Your assignment
Report each line of the entries that contains the word "boutonniere", copied in full.

[Dataset entries]
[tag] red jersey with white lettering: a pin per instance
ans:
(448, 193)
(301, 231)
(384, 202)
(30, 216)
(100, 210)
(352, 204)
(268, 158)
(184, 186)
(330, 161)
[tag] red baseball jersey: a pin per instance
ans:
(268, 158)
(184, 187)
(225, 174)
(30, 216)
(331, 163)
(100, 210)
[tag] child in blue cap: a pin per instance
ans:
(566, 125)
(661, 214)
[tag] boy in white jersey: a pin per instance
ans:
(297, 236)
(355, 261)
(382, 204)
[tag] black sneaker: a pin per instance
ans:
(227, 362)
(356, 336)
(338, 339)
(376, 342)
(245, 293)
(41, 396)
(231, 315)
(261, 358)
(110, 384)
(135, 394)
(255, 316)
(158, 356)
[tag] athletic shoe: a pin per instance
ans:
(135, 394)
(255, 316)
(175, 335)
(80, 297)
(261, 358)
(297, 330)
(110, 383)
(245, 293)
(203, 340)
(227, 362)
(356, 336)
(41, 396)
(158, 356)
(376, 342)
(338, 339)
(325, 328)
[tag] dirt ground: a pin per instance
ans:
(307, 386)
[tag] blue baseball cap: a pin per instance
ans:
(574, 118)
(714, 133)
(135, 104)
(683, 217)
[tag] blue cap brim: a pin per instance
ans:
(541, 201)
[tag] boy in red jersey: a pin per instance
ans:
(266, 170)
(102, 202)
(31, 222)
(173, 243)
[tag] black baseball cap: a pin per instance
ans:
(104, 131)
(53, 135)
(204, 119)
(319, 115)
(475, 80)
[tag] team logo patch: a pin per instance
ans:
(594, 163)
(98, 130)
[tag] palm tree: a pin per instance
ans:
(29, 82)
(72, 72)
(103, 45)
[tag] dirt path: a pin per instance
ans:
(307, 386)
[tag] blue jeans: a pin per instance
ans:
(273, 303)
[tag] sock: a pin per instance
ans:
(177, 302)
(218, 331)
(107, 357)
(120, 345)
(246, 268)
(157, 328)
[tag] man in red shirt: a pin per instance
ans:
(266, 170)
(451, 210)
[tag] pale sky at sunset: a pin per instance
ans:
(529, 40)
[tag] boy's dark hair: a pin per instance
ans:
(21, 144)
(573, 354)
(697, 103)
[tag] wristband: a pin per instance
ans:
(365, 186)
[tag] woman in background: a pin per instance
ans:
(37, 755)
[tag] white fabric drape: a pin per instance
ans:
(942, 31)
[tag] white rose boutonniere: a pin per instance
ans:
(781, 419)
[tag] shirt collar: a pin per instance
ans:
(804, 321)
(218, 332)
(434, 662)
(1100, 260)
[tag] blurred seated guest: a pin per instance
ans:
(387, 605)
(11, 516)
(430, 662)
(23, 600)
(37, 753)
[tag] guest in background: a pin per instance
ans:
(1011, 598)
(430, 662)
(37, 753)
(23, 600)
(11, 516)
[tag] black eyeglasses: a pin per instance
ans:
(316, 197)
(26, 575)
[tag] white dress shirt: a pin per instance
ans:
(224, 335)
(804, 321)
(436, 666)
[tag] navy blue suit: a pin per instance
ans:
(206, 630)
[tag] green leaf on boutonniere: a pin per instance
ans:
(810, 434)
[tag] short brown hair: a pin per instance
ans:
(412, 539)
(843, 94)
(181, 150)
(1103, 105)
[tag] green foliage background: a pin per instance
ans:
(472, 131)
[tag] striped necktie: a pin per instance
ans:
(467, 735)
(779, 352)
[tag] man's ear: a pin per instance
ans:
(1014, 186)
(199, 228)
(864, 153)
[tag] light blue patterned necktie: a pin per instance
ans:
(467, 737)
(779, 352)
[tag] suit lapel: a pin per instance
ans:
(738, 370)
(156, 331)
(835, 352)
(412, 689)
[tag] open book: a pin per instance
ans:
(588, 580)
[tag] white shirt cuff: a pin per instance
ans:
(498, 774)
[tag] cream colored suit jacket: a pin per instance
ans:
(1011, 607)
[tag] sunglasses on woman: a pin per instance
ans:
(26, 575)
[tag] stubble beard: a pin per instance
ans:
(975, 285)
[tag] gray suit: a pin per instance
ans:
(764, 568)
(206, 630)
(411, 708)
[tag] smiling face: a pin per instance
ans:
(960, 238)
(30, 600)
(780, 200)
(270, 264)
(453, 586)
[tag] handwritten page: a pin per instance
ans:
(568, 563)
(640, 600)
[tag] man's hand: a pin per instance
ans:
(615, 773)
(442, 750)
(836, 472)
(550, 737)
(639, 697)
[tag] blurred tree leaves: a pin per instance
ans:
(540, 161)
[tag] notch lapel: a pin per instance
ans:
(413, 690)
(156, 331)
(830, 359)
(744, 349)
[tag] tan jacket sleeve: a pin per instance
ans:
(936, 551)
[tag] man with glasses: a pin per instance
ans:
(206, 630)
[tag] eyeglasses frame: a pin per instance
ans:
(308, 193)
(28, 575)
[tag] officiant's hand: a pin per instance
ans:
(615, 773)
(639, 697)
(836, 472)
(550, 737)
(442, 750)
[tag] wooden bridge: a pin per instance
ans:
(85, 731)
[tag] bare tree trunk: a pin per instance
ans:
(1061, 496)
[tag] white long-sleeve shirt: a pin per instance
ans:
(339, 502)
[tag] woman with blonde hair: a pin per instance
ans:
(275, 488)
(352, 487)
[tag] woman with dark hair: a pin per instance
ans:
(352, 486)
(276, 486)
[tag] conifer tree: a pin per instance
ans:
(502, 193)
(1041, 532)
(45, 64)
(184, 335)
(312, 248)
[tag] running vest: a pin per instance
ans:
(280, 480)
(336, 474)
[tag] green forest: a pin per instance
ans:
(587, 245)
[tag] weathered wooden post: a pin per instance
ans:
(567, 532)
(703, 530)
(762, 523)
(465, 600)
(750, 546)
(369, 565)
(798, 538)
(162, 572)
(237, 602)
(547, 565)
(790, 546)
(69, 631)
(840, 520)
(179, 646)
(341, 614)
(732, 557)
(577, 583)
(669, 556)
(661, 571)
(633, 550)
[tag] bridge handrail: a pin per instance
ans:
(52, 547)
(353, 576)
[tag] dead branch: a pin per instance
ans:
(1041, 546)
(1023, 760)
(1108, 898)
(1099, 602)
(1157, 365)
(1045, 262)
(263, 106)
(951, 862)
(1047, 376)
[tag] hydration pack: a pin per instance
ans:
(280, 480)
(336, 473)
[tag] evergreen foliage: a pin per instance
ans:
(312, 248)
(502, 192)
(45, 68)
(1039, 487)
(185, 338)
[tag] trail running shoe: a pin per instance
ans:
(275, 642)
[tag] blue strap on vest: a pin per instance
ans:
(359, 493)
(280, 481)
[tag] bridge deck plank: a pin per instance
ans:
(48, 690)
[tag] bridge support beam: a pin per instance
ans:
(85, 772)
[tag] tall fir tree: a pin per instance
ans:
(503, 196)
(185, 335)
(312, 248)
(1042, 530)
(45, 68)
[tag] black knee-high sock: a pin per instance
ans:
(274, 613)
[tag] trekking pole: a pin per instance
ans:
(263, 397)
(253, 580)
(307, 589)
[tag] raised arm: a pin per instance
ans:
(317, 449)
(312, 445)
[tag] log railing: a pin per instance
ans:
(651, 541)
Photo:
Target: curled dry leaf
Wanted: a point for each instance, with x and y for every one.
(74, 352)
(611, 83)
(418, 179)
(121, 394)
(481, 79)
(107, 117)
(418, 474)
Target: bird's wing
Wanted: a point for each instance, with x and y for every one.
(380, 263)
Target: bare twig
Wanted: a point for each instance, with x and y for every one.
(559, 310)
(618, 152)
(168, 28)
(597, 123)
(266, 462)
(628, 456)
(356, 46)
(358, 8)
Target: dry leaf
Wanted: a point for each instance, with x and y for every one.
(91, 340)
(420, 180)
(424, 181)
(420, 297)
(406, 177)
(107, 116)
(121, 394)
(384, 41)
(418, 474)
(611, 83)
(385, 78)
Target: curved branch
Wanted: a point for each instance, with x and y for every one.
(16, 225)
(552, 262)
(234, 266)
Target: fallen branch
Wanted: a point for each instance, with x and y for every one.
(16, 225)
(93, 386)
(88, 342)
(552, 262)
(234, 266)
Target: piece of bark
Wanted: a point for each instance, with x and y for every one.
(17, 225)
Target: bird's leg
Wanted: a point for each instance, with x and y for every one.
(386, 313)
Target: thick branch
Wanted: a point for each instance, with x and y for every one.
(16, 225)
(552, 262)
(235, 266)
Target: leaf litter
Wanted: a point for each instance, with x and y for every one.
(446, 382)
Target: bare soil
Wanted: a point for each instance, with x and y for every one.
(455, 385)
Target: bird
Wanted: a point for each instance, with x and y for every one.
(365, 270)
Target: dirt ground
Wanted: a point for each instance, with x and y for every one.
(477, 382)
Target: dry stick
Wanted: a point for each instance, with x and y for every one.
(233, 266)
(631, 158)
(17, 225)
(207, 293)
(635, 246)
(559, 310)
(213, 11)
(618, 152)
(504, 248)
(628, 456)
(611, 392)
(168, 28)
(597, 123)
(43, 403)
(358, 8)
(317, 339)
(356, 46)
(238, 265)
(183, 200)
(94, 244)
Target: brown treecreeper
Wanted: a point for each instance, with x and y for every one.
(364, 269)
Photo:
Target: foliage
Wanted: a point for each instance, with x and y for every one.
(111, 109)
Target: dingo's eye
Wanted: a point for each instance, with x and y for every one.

Solution for this task
[tag] white rose boutonniere: a pin per instance
[tag] green leaf on boutonniere: a pin per instance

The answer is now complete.